** Texte fourni **
▶

Monsieur le président ou monsieur Macron ? A première vue, c'est une île qui va mieux. On se souvient des images de désolation, après le passage d'Irma. J'avais vu moi-même les maisons éventrées, les voitures renversées, les débris partout, la végétation ravagée. Aujourd'hui, il n'y a plus de débris dans les rues, il y en a moins dans la nature, certaines maisons ont été reconstruites, beaucoup de magasins sont ouverts, il y a des embouteillages sur les routes, bref, il y a une impression de vie, de normalité. A première vue.

Mais s'il parle avec les habitants, Emmanuel Macron comprendra que ce n'est pas si simple. Un exemple: le quartier de Grand Case, juste à côté de l'aéroport, c'est le premier quartier qu'il avait visité l'an dernier. Et c'est là qu'il avait été interpellé par cette habitante. "Je veux que vous reveniez dans un an et je serai là", l'avait-elle prévenu. "Si c'est construit, je vais vous appeler monsieur le président. Aujourd'hui, pour moi, c'est monsieur Macron".

◀

** Consigne A **
D'après le texte sur l'île après le passage d'Irma, quel quartier Emmanuel Macron avait-il visité en premier l'an dernier ?
** Consigne B **
Poursuivez le texte sur l'île après le passage d'Irma, à partir de sa dernière phrase.
Les lignes ci-dessous forment un matériau indépendant de ce texte.

** Extrait de données **
▶

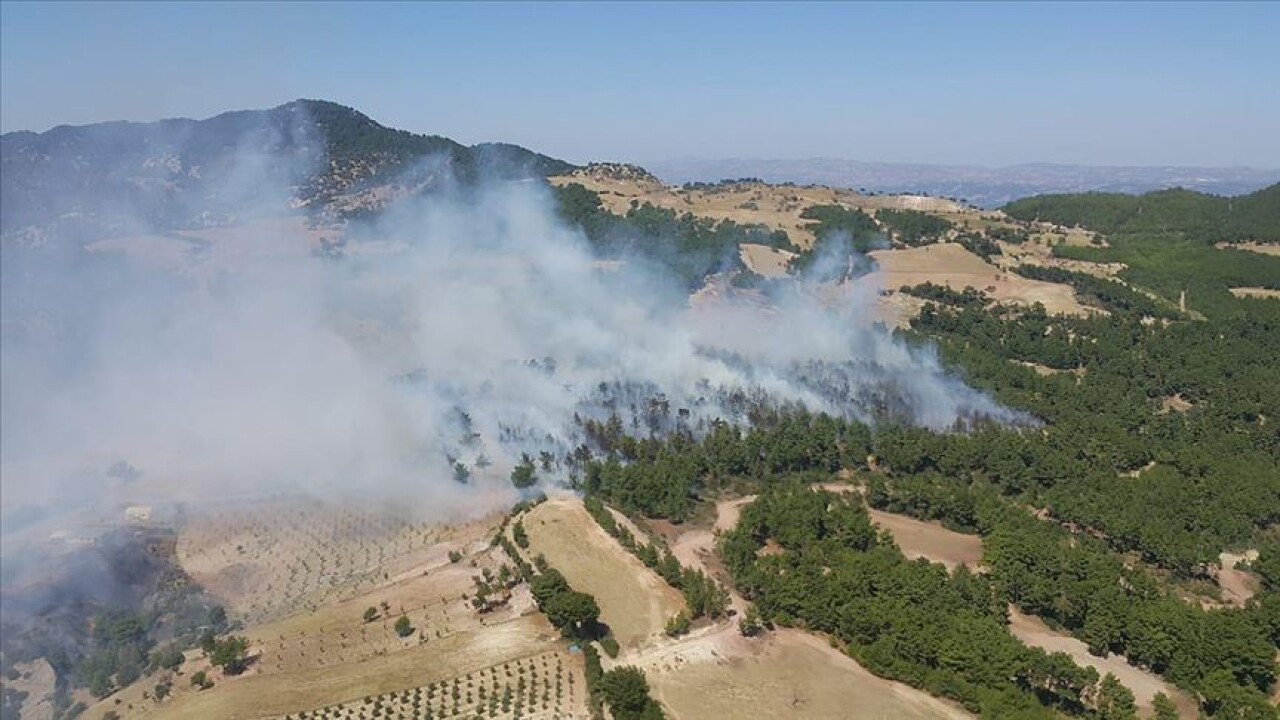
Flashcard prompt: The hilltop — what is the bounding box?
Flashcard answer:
[0,100,573,234]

◀

** Réponse A **
Le quartier de Grand Case, juste à côté de l'aéroport.

** Réponse B **
 

"Rien n'a bougé". Cette femme, je l'ai retrouvée, un an après. Elle s'appelle Lila, elle doit rencontrer Emmanuel Macron samedi et elle l'attend de pied ferme. "Rien n'a bougé, rien n'est reconstruit", assure-t-elle. "Donc ça ne sera toujours pas monsieur le président mais monsieur Macron", prévient-elle.

"J'ai des patients qui n'ont pas encore de toit. Moi, j'ai perdu ma maison et mon cabinet", poursuit cette habitante. "Entre Irma et maintenant, j'ai déménagé 8 fois. On eu des inondations perpétuelles. Encore aujourd'hui, j'ai l'eau qui rentre dans mon plafond", témoigne-t-elle. "Et je suis pas la seule : il y a même des gens qui dorment dans leur voiture". "L'île ne va pas se relever ni dans deux ans ni dans trois à ce rythme-là", estime Lila. "Je vais engueuler Macron. Il doit placer l'île sous tutelle pour la sauver", conclut-elle.

Des hôtels en réparation. C'est vrai que, si l'on regarde de plus près, on voit tout ce qu'il reste à faire, dans tous les domaines. Il y a toutes ces maisons qui n'ont toujours pas de toit, qui sont couvertes par une bâche. Il y a les bâtiments hors service : un collège, la préfecture qu'il faut reconstruire.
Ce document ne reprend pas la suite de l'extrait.